• [Aim of the task]:
Continue the forum thread about the new Duke Nukem game, starting with the post under its final header.

===== Text block =====

Man, I've got to say. I dunno how well the the final game's going to end up, but I'm seriously hoping that if this sells well, (who are we kidding, of course it will) we'll get a big resurgence of 90's-style shooters with lots of cheese and one-liners. I'm personally really sick of the whole generic, gray and brown military shooters that involve hiding behind things and plots about betrayal and what have you. I just want a game about _fun_, basically. This and Bulletstorm look like they're going to be great for that.

Oh yeah, I'm really hoping there's going to be a lot of secret areas and such that take the piss out of competing shooters. Like, you'd find Marcus Fenix lying dead somewhere of a steroid overdose and Duke would say something like "That guy always grinded my gears!"

I do have to admit I'm not a big fan of the way they have it so you can only hold two guns at once. I miss the old FPSes where you could hold a pistol, shotgun, rocket launcher and anything else you could find and run at like 30 miles per hour.

Still. Betting on Duke. <3


----------



## LizardKing (Jan 25, 2011)

Riptor said:


> Oh yeah, I'm really hoping there's going to be a lot of secret areas and such that take the piss out of competing shooters. Like, you'd find Marcus Fenix lying dead somewhere of a steroid overdose and Duke would say something like "That guy always grinded my gears!"



"That's one DooMed space marine!"

"I ain't afraid of no Quake"

Happy days.


----------



## Iudicium_86 (Jan 25, 2011)

An FPS with vehicle mechanics.... ouch.

Other than that detail, I'm hoping big for this one to be amazing! Duke needs to teach how a FUN FPS is done. It'll be a nice break from stealth missions, game panning fetching, and those horrid escort missions. 

Just you. Humor. Big guns. And tons of baddies.

Also, I've never seen a game with so many rating content descriptors. XD


----------



## Dizro (Jan 25, 2011)

Finally the manliest man of all gaming returns
I won't care if the game isn't good at all it's still duke nukem


----------



## Cute_Wolfy (Jan 25, 2011)

JMAA said:


> BUT he gets old as the rest of mortals. And maybe the final game's bad.


 Only ppl who got cloned get old like solid snake, we know that manly and awesome characters never get old no matter what


----------



## Wolf-Bone (Jan 25, 2011)

God people get your lips off Duke's cock. You don't still see guys like me having our dicks sandwiched between Lara Croft's tits just because Tomb Raider was hot shit in '96, do ya?


----------



## Maisuki (Jan 25, 2011)

To quote a game which also spent twelve years in "development":

"Hell, it's about time."


----------



## Joeyyy (Jan 25, 2011)

this game trailer makes me want to do drugs and have sex with various ladies I save. :V


----------



## 00vapour (Jan 25, 2011)

===== Stored rows =====

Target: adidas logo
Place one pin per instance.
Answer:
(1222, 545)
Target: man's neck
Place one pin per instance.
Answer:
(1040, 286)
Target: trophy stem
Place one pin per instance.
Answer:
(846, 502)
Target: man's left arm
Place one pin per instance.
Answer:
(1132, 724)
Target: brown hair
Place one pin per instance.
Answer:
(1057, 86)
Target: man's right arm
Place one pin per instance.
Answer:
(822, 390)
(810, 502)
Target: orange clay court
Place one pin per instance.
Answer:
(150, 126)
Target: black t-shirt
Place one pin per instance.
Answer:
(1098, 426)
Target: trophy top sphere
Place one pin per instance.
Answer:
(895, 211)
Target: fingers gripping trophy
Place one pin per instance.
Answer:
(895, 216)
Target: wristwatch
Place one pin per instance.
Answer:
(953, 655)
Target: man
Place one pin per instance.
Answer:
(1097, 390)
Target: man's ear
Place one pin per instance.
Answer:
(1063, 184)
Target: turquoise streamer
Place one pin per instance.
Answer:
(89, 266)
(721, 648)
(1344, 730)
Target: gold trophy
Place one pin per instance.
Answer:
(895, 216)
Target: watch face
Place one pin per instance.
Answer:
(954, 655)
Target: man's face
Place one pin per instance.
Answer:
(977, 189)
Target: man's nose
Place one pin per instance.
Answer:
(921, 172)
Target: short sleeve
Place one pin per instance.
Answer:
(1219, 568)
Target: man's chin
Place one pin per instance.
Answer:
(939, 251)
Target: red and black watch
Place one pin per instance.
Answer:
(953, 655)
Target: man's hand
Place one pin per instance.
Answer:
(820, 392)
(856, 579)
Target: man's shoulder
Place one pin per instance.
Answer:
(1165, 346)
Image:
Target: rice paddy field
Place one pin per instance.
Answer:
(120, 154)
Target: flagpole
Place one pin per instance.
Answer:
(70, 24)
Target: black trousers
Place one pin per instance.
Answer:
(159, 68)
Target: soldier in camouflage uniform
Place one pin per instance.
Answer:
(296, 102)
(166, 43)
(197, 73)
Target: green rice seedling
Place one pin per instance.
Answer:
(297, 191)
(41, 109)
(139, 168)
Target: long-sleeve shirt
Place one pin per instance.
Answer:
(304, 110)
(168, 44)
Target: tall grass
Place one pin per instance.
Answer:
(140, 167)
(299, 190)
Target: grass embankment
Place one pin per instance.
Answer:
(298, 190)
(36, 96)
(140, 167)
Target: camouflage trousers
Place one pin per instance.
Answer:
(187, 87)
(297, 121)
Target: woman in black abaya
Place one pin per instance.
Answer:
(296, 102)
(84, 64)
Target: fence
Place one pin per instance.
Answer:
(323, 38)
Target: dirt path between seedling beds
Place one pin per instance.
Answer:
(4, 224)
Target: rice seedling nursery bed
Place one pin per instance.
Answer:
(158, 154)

=====
===== Stored rows =====

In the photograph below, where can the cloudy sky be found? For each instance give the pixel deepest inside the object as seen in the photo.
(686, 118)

=====
===== Stored rows =====

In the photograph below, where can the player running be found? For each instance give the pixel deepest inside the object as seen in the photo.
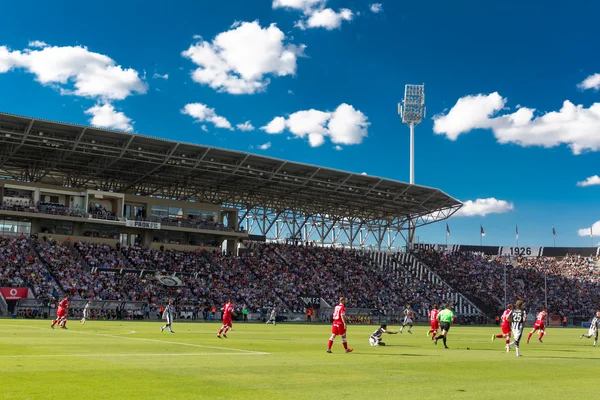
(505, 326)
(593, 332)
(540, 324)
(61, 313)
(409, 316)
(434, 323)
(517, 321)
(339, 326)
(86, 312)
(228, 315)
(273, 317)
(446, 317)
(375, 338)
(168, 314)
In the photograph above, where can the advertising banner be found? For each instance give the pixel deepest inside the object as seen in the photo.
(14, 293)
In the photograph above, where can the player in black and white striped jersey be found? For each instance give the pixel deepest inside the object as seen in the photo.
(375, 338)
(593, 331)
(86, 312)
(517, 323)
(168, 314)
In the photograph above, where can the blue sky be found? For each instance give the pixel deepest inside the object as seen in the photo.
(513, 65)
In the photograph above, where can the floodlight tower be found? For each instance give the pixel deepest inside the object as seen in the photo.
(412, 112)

=====

• [Result of this exercise]:
As someone who has fond memories of playin Duke I, Duke II and Nukem II on diskette as well as playing Duke 3D with my Dad (getting to that secret level!); this game will have a lot of Nostalgia to live up to. That said, I played through the more recent Duke Nukem Manhattan Project (2002) more than once and found it loads of fun, so there's hope here.

Anyhow, it'll never live up to the hype... this can only end in disappointed and nostalgic gamers wishing that Duke would just go to the cornerstone and buy some damn gum already.


----------



## Iudicium_86 (Jan 25, 2011)

Wolf-Bone said:


> God people get your lips off Duke's cock. You don't still see guys like me having our dicks sandwiched between Lara Croft's tits just because Tomb Raider was hot shit in '96, do ya?


 
Because Tomb Raider has been a continuing series. There's been a TR game at least every two years since then without a 12 year gap.


----------



## Cute_Wolfy (Jan 25, 2011)

Iudicium_86 said:


> Because Tomb Raider has been a continuing series. There's been a TR game at least every two years since then without a 12 year gap.


 That
+ cock>>>tits

we are in a furry forum afterall


----------



## Dr. Durr (Jan 26, 2011)

Wolf-Bone said:


> God people get your lips off Duke's cock. You don't still see guys like me having our dicks sandwiched between Lara Croft's tits just because Tomb Raider was hot shit in '96, do ya?


 
I demand your favorite game series gets delayed for 14 years.
You would act just like us.


----------



## Kirbizard (Jan 26, 2011)

It doesn't matter how bad this game may be, people will buy it anyway. It's one of gaming's greatest legends. The game that's never going to be finished. It will be a sad day when/if it actually manages to make that release date.

At least we still have HL2: Episode 3. :v


----------



## cad (Jan 26, 2011)

Here's video footage of the DNF demo:
[video=youtube;0-97N6jNKb4]http://www.youtube.com/watch?v=0-97N6jNKb4&feature=player_embedded[/video]


----------



## Wolf-Bone (Jan 26, 2011)

Dr. Durr said:


> I demand your favorite game series gets delayed for 14 years.
> You would act just like us.


 
I'm the guy who actually kinda enjoyed Silent Hill Homecoming and Shattered Memories, and even thought Origins was underrated, but is pretty "meh" about Downpour (LOL) and the series in general anymore. I'm actually more bummed that I'll probably never get to play Siren 2 and that there most likely will never be another game in the series after Blood Curse, since that was kinda the spiritual successor to SH. You guys got your spiritual successor to Duke Nukem - *Every Fucking FPS Made After It, That Looks, Sounds and Plays Better*.


----------



## PenningtontheSkunk (Jan 26, 2011)

Duke Nukem is awesome I can't wait for it's release. So many good memories and they're coming back again.  <3 God I love this.


----------



## Riptor (Jan 26, 2011)

Wolf-Bone said:


> You guys got your spiritual successor to Duke Nukem - *Every Fucking FPS Made After It, That Looks, Sounds and Plays Better*.


 
Actually, no. See, thing is, not all that long after Duke Nukem 3D came out, the industry started filling up with 'realistic', military-themed shooters like Call of Duty and generic sci-fi stuff like Halo. Now, there's tons upon tons of fans of that stuff, and I guess I could understand that.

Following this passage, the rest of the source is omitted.